# start of INFORMATION SHOWN

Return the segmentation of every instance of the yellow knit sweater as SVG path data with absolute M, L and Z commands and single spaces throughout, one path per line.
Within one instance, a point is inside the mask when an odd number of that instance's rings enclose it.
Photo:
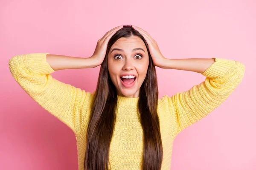
M 14 56 L 10 71 L 21 88 L 39 105 L 70 128 L 77 141 L 79 170 L 84 170 L 86 136 L 94 92 L 90 93 L 53 78 L 54 72 L 46 54 Z M 169 170 L 173 143 L 181 131 L 215 110 L 241 82 L 244 65 L 219 58 L 201 74 L 204 81 L 189 90 L 158 101 L 157 113 L 163 149 L 161 170 Z M 139 98 L 119 96 L 115 128 L 112 139 L 109 165 L 113 170 L 142 169 L 143 130 L 137 117 Z

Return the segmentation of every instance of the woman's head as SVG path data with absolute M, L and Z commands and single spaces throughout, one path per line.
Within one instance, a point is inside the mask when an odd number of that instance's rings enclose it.
M 131 27 L 122 29 L 110 41 L 111 47 L 107 57 L 108 71 L 118 95 L 137 97 L 148 72 L 148 53 L 143 38 L 137 31 Z M 135 77 L 122 77 L 125 75 Z
M 141 49 L 134 51 L 136 48 Z M 120 77 L 126 74 L 136 78 L 123 80 Z M 131 87 L 123 83 L 133 80 Z M 124 26 L 109 40 L 101 65 L 87 133 L 85 170 L 108 169 L 117 95 L 139 97 L 137 106 L 144 135 L 143 169 L 160 170 L 163 148 L 157 111 L 155 67 L 143 36 L 130 26 Z

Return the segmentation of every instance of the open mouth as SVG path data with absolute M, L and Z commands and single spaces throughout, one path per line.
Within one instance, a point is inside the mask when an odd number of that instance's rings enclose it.
M 133 83 L 135 80 L 137 78 L 137 77 L 135 77 L 134 78 L 128 78 L 128 79 L 126 79 L 125 78 L 122 78 L 121 77 L 120 77 L 120 78 L 121 79 L 121 80 L 122 80 L 122 81 L 125 85 L 130 85 L 131 84 L 132 84 L 132 83 Z

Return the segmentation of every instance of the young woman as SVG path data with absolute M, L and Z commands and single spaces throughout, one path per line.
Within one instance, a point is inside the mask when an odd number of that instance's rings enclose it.
M 92 93 L 50 74 L 100 65 Z M 166 58 L 156 41 L 133 26 L 109 31 L 90 57 L 34 53 L 15 56 L 9 65 L 29 96 L 74 132 L 79 170 L 169 170 L 176 136 L 222 103 L 245 71 L 241 62 L 224 58 Z M 155 66 L 206 77 L 158 99 Z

# end of INFORMATION SHOWN

> _WHAT IS REQUIRED_
Reproduce every line of the entries above word for word, leaving the pictures out.

> _THE RESPONSE_
Return the segmentation of every instance of the yellow knit sweater as SVG path data with absolute M, L and Z commands and single spaces throughout, one path per line.
Within one instance, a point is inside the mask when an odd number of that instance's rings enclose it.
Photo:
M 14 56 L 10 71 L 21 88 L 39 105 L 70 128 L 77 141 L 79 170 L 84 170 L 86 136 L 94 92 L 90 93 L 53 78 L 54 72 L 46 54 Z M 169 170 L 173 143 L 181 131 L 215 110 L 241 82 L 244 65 L 219 58 L 201 74 L 204 81 L 189 90 L 158 101 L 157 113 L 163 149 L 161 170 Z M 139 98 L 119 96 L 115 128 L 112 139 L 109 165 L 113 170 L 142 169 L 143 130 L 137 117 Z

Return the segmentation of every instance of the woman's head as SVG path data with absolute M, L and Z commands and single spaces throughout, one path per line.
Within one instance, a point is inside the mask when an odd number of that instance's rings enclose it.
M 131 27 L 122 29 L 110 41 L 111 47 L 107 57 L 108 71 L 118 95 L 137 97 L 148 72 L 148 53 L 143 38 L 137 31 Z M 135 77 L 122 77 L 125 75 Z
M 141 49 L 134 51 L 136 48 Z M 120 77 L 126 74 L 136 78 L 123 80 Z M 131 87 L 123 83 L 133 80 Z M 124 26 L 109 40 L 101 65 L 87 133 L 85 170 L 108 169 L 117 95 L 139 97 L 137 106 L 144 135 L 143 169 L 160 170 L 163 148 L 157 111 L 155 67 L 143 36 L 130 26 Z

Return the segmentation of every instance of the open mouth as SVG path data with absolute M, L and Z commands and single spaces throughout, one path per line.
Within one instance, a point is inside the mask when an odd number of that instance's rings enclose it.
M 133 83 L 135 80 L 137 78 L 137 77 L 135 77 L 134 78 L 128 78 L 128 79 L 126 79 L 125 78 L 122 78 L 121 77 L 120 77 L 120 78 L 121 79 L 121 80 L 122 80 L 122 81 L 125 85 L 130 85 L 131 84 L 132 84 L 132 83 Z

Return the segmentation of every instance of the young woman as SVG path data with absolute M, L and Z commands and single spaces throughout, one path per line.
Within one instance, a point is inside the mask when an odd number of that instance's rings enclose it.
M 92 93 L 50 74 L 100 65 Z M 166 58 L 156 41 L 133 26 L 109 31 L 90 57 L 34 53 L 15 56 L 9 65 L 29 96 L 74 132 L 79 170 L 169 170 L 176 136 L 222 103 L 245 71 L 241 62 L 224 58 Z M 155 66 L 206 77 L 158 99 Z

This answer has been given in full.